● Fonte:
____

Tribuna Independente – O TJ-AL publicou portaria para vagas de advogados dativos para atuarem como defensores públicos em 24 comarcas do estado. O efetivo da Defensoria Pública atende à demanda?

Ricardo Melro – Essa portaria foi precipitada e feita por doze juízes novos que atenderam a um pleito da OAB-AL [Ordem dos Advogados do Brasil, seccional alagoas]. Numa visita técnica que eles fizeram aqui, e na OAB, e lá houve esse pleito e eles atenderam, mas sem o conhecimento da situação. Para você ter ideia, das 24 comarcas listadas na portaria, nove têm defensor público. A jurisprudência já diz que nomear advogado dativo para comarca em que há defensor é ato nulo. Na realidade, a Defensoria Pública não está presente em 19 comarcas do estado. Temos de ter cuidado para não criarmos um sistema paralelo de assistência judiciária gratuita. Isso não é bom para o cidadão. A Defensoria de Alagoas está crescendo e o concurso está aberto para 15 vagas e a prova ocorrerá em novembro. Acreditamos que até o mês de junho do ano que vem, as nomeações serão efetivas. Assim, até o final de 2018 todo o estado – no regime de acumulação, como os magistrados e os promotores – os defensores públicos estão em todas as comarcas.

Tribuna Independente – Mas esse regime de acumulação é o ideal?

Ricardo Melro – O ideal era que tivesse um juiz, um promotor e um defensor por comarca, mas a gente está num estado que também precisa de professores, policiais e engenheiros. Então, dentro do possível e com um sistema virtualizado você consegue analisar os autos e fazer as petições imediatamente. Então, dá para prestar esse serviço à população. Agora neste momento, por exemplo, em relação às 19 comarcas, todos os juris em que somos notificados para fazer, nós fazemos. Todos os juris em que somos notificados para fazer, nós fazemos. Então, mesmo nessas comarcas sem defensor, basta o juiz notificar que o defensor comparece e faz todos os atos processuais que se precisa, até porque a virtualização contribui para isso. Fala-se também que o acúmulo impede a presença do defensor diariamente nas comarcas, o que poderia configurar que a Defensoria não suficientemente organizada. Ora, juízes e promotores também acumulam e não estão diariamente nesses locais e essas instituições não estão suficientemente organizadas?

Tribuna Independente – Então há alternativas à contratação dos advogados dativos?

Ricardo Melro – Tem. Hoje, e isso é sabido, temos uma enxurrada de profissionais todos os anos porque temos muitas faculdades de Direito e o mercado não consegue absorver esses profissionais. E nessa impossibilidade de não se acomodar no mercado, se vê no erário uma forma de suprir essa demanda. Se a OAB tivesse preocupação com a prestação jurisdicional ou com o jurisdicionado, ela viria ao encontro da Defensoria Pública para, se fosse o caso, criar mais cargos de defensor para proteger esse cidadão. O custo que essas contratações de dativos podem causar ao erário, inclusive ao Funjuris [Fundo Especial de Modernização do Poder Judiciário], porque há quem defenda que o pagamento aos advogados dativos saia desse fundo, é de R$ 1.396.000 por ano. Isso somente se contar dois juris por mês e nas 19 comarcas sem defensor.

____

● Pedido escrito 1: Reproduza o texto sobre a Defensoria Pública de "Ricardo Melro – Tem." até "comarcas sem defensor.", trocando "erário" por "cofre público".
O texto e os registros são materiais independentes entre si.

____

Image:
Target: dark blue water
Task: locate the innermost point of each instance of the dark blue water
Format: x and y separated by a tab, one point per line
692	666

____

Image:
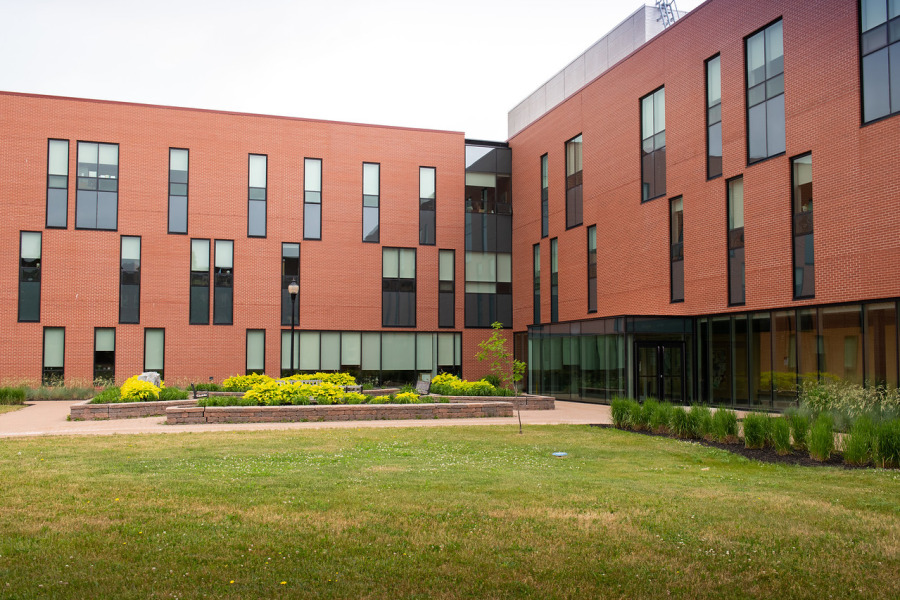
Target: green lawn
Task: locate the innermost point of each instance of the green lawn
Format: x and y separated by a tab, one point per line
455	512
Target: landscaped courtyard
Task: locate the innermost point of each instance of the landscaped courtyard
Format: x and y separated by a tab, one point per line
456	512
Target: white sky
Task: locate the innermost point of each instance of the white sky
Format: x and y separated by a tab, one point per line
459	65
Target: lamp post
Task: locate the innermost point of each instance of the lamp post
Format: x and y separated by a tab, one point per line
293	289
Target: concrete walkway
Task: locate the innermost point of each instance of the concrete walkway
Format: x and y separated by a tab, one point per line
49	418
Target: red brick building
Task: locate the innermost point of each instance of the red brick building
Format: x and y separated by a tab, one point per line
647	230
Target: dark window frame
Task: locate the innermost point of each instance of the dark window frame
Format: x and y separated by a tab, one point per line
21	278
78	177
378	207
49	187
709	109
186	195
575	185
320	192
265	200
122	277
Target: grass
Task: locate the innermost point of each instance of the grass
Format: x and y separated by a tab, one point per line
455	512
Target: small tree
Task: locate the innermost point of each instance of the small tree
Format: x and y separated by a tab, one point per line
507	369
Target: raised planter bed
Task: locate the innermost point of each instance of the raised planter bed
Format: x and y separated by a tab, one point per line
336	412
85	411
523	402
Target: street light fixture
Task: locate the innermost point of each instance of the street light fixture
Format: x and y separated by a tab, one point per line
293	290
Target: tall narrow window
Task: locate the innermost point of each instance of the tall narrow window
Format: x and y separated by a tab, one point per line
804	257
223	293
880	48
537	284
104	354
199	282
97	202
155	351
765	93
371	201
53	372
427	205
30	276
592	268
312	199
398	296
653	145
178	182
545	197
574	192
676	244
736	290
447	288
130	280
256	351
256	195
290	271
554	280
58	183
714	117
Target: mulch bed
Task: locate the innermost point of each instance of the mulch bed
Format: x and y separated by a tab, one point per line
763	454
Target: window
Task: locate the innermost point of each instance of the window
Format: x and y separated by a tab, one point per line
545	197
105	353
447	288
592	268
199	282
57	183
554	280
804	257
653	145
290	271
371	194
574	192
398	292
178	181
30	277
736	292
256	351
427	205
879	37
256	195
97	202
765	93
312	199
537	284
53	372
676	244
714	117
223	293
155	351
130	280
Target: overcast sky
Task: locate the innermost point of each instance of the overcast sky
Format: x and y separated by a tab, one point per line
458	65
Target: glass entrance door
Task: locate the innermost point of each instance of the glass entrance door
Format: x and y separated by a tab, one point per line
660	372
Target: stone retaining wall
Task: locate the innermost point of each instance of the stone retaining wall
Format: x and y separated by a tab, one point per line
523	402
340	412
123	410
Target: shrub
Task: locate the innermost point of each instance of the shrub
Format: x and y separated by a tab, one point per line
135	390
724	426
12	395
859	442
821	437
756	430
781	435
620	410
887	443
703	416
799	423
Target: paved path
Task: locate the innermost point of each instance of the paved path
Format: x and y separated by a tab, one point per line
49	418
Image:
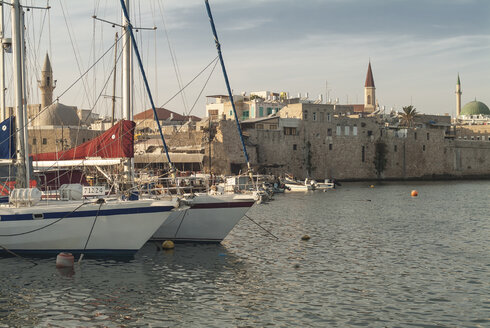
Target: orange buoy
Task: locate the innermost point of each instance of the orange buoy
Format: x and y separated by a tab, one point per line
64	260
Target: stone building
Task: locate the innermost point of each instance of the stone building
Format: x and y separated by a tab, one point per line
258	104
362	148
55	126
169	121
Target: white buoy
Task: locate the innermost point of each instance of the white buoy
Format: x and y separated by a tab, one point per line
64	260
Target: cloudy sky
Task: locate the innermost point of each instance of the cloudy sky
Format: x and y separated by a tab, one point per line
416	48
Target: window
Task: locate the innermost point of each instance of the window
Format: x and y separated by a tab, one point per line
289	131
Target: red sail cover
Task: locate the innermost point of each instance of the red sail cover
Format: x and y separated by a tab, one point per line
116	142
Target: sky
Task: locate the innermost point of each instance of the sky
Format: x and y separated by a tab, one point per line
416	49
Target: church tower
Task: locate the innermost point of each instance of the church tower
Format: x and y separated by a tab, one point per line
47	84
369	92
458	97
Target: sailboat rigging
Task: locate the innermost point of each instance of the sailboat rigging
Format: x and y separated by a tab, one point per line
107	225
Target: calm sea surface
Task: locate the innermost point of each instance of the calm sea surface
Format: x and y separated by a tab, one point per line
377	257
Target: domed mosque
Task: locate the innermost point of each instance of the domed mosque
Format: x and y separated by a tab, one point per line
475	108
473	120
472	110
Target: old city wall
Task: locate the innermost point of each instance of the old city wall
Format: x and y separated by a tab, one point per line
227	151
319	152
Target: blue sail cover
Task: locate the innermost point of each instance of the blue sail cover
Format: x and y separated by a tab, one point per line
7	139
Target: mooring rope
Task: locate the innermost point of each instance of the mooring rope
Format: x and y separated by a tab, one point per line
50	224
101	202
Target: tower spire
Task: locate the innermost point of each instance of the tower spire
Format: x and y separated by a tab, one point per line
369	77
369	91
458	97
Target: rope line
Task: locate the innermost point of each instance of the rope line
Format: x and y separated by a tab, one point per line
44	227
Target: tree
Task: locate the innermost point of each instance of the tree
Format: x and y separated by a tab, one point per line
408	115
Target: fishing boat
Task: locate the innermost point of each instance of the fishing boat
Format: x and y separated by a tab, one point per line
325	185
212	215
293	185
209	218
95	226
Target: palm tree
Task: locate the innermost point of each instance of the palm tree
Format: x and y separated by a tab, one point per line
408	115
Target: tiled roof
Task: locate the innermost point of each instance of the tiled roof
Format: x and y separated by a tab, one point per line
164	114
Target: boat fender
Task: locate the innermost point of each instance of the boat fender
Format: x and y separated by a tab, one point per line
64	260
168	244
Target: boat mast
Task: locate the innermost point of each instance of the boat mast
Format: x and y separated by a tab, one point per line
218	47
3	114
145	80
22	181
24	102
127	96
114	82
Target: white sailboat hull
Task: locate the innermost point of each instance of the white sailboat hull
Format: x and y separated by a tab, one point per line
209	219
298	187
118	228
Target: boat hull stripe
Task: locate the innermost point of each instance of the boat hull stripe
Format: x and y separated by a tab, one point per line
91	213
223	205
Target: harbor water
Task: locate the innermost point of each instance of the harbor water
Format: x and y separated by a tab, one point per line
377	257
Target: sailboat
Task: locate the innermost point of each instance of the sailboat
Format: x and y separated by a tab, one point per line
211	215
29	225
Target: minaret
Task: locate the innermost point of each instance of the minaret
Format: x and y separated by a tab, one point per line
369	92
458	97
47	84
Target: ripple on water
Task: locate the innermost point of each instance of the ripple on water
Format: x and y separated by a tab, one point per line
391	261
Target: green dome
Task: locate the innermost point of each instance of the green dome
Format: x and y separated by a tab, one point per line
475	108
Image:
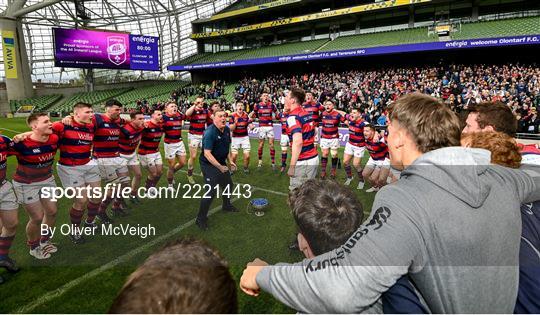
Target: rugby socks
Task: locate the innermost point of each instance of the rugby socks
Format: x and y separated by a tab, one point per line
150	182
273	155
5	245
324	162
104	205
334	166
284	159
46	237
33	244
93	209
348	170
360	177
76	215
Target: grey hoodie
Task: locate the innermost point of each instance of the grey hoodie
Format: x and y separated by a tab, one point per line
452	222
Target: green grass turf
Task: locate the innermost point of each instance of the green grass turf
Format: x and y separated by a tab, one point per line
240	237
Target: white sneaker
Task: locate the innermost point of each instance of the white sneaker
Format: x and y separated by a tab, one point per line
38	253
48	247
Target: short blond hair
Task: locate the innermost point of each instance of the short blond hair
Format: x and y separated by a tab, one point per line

____

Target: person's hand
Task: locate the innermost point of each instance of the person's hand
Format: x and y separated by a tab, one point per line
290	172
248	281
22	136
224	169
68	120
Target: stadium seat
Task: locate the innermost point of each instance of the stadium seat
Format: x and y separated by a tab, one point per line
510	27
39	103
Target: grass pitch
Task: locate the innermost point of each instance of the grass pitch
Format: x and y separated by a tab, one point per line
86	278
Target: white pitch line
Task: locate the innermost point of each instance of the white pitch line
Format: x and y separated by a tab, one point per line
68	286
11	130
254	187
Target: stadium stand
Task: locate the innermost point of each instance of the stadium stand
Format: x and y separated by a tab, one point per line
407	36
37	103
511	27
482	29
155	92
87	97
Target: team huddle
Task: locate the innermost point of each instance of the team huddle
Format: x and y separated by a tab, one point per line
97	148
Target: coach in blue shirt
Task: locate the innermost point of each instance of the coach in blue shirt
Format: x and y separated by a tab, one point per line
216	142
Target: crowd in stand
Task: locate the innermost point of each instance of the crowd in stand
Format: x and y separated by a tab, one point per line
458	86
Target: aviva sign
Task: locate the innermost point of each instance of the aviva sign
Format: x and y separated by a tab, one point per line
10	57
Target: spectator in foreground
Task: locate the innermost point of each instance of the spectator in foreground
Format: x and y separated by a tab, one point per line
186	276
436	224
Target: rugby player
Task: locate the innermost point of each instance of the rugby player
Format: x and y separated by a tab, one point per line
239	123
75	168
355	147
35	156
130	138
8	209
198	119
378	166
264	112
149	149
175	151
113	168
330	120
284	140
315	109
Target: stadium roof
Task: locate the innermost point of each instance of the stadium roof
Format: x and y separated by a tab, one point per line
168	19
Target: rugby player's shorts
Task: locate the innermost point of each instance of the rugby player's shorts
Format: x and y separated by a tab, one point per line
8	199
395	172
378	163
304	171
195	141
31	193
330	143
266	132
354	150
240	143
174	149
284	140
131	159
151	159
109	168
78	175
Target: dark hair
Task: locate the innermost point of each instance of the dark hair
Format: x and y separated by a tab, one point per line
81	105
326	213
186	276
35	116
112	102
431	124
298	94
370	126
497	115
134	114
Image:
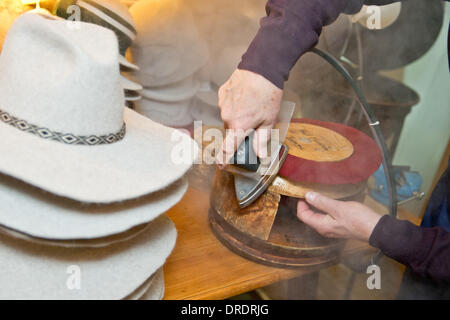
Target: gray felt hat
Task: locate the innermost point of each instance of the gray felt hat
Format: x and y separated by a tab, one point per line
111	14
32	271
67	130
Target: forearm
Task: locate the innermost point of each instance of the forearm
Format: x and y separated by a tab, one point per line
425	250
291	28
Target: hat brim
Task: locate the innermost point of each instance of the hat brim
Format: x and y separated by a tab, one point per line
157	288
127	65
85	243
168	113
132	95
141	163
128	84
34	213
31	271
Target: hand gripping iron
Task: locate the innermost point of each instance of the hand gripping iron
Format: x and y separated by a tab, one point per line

____

● Pedido escrito 2: Retorne todas as linhas dos registros que contêm a palavra "overcast".

● Resposta completa 1:
Ricardo Melro – Tem. Hoje, e isso é sabido, temos uma enxurrada de profissionais todos os anos porque temos muitas faculdades de Direito e o mercado não consegue absorver esses profissionais. E nessa impossibilidade de não se acomodar no mercado, se vê no cofre público uma forma de suprir essa demanda. Se a OAB tivesse preocupação com a prestação jurisdicional ou com o jurisdicionado, ela viria ao encontro da Defensoria Pública para, se fosse o caso, criar mais cargos de defensor para proteger esse cidadão. O custo que essas contratações de dativos podem causar ao cofre público, inclusive ao Funjuris [Fundo Especial de Modernização do Poder Judiciário], porque há quem defenda que o pagamento aos advogados dativos saia desse fundo, é de R$ 1.396.000 por ano. Isso somente se contar dois juris por mês e nas 19 comarcas sem defensor.

● Resposta completa 2:
Target: overcast sky
Task: locate the innermost point of each instance of the overcast sky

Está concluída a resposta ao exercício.